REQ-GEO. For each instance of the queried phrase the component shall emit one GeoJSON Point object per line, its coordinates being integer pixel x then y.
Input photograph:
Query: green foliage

+---+

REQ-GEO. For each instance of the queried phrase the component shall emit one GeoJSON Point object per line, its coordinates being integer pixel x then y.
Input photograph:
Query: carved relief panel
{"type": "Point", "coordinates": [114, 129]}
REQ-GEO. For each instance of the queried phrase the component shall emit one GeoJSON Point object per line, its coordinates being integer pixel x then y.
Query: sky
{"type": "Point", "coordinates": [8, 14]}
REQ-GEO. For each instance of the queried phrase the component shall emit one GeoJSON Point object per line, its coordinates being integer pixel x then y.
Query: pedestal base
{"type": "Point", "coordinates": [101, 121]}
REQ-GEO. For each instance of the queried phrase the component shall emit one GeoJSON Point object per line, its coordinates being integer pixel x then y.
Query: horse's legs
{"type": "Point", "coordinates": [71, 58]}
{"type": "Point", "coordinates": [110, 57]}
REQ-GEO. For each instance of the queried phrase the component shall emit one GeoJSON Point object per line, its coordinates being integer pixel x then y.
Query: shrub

+---+

* What you need to do
Return each line of the data above that contains the string "Query", treating uppercase and lowercase as different.

* Exercise response
Query: green foliage
Query: carved relief panel
Query: sky
Query: pedestal base
Query: horse's legs
Query: shrub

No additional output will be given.